Yazılı Görev 1
Listede "the man with" ifadesinin geçtiği satırdan başlayıp listenin sonuna kadar uzanan satırları, "one line per instance" yerine "one line for each instance" koyarak yeniden yazın. Bunun dışında hiçbir şeyi değiştirmeyin.

Alınan Metin
Fransız suç filmleri eskiden daha ‘tekinsiz’, sürpriz finallerle dolu, en başta ‘soğuk’ gibi görünseler de dramatik karakterler içeren kendilerine has filmlerdi. Günümüzdeki örnekleri de Fransız türdeşlerine göre hâlâ farklı ve içlerinden bazıları gerçekten sert, stilize ve gerilim dozu yüksek filmler. “Soygun” da karakterlerini biraz daha geliştirebilse onlardan biri olabilirmiş. Ancak bildik hikayesini, dramatik ama klişe karakterlerle doldurduğu için direkten dönüyor.
Filmin hemen başında, yasadışı bir göçmen şebekesi adına, zırhlı kamyonla transfer edilen ve üç milyon değerindeki boş Fransız pasaportlarını çalan beş kişilik bir ekiple tanışıyoruz. Ekibin başında, filmde net bir şekilde belirtilmese de Tunus kökenli olduğu ima edilen Yanis vardır. Ekipte Yanis’in kardeşi de bulunmaktadır. Soygun başarılı olmuştur ama Yanis’in kardeşinin gereksiz bir hırsı yüzünden son derece karanlık bir çete yüzünden bir soygun daha yapmaya zorlanırlar. Ancak ekiptekiler o soygunun kendilerine pahalıya patlayacağını daha başından öngörürler ve olaylar kimsenin beklemediği bir şekilde devam eder..

Girdi Verileri

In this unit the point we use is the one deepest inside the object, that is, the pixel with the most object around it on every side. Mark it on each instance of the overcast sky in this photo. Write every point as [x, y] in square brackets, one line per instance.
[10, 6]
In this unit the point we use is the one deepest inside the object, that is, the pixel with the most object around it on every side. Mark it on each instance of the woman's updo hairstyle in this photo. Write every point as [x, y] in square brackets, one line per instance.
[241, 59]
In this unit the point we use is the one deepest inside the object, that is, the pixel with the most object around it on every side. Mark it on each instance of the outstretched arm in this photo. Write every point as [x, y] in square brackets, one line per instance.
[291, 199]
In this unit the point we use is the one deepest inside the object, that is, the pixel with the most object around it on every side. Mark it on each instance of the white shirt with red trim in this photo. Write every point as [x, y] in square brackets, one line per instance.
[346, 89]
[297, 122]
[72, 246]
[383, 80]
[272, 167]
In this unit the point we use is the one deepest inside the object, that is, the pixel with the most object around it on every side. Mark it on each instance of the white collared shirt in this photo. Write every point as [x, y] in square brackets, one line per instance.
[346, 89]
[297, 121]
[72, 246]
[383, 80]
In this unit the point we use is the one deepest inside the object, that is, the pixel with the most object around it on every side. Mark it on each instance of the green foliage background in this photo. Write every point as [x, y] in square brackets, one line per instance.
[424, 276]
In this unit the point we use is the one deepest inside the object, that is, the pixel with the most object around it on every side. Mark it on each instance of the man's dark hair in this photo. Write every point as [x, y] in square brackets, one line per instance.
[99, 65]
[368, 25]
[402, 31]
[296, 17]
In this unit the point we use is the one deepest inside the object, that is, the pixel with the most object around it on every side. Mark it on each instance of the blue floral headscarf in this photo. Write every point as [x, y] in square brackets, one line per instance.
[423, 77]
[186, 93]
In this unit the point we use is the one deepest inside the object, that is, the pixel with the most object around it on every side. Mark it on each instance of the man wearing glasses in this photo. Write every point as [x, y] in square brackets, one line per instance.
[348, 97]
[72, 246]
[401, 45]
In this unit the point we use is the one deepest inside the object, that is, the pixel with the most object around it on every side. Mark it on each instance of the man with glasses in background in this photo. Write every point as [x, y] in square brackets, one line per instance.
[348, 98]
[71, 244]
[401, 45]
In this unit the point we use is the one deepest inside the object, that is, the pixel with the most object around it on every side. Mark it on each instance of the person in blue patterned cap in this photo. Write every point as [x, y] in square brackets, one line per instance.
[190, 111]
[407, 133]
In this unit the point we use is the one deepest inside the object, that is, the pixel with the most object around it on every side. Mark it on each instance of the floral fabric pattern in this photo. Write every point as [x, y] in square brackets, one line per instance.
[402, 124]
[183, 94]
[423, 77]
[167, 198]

Yazılı Görev 2
"Soygun" filmini anlatan yazıya göre aşağıdaki soruları yanıtlayın.
(a) Ekibin çaldığı boş Fransız pasaportlarının değeri ne kadardır?
(b) Beş kişilik ekibin başında kim vardır?
(c) Yazara göre film neden direkten dönüyor?

Tam Yanıt 1
In this unit the point we use is the one deepest inside the object, that is, the pixel with the most object around it on every side. Mark it on each instance of the man with glasses in background in this photo. Write every point as [x, y] in square brackets, one line for each instance.
[348, 98]
[71, 244]
[401, 45]
In this unit the point we use is the one deepest inside the object, that is, the pixel with the most object around it on every side. Mark it on each instance of the person in blue patterned cap in this photo. Write every point as [x, y] in square brackets, one line for each instance.
[190, 111]
[407, 133]
In this unit the point we use is the one deepest inside the object, that is, the pixel with the most object around it on every side. Mark it on each instance of the floral fabric pattern in this photo. Write every point as [x, y] in square brackets, one line for each instance.
[402, 124]
[183, 94]
[423, 77]
[167, 198]

Tam Yanıt 2
(a) Çalınan pasaportların değeri üç milyondur.
(b) Ekibin başında Yanis vardır.
(c) Film, bildik hikâyesini dramatik ama klişe karakterlerle doldurduğu için direkten dönüyor.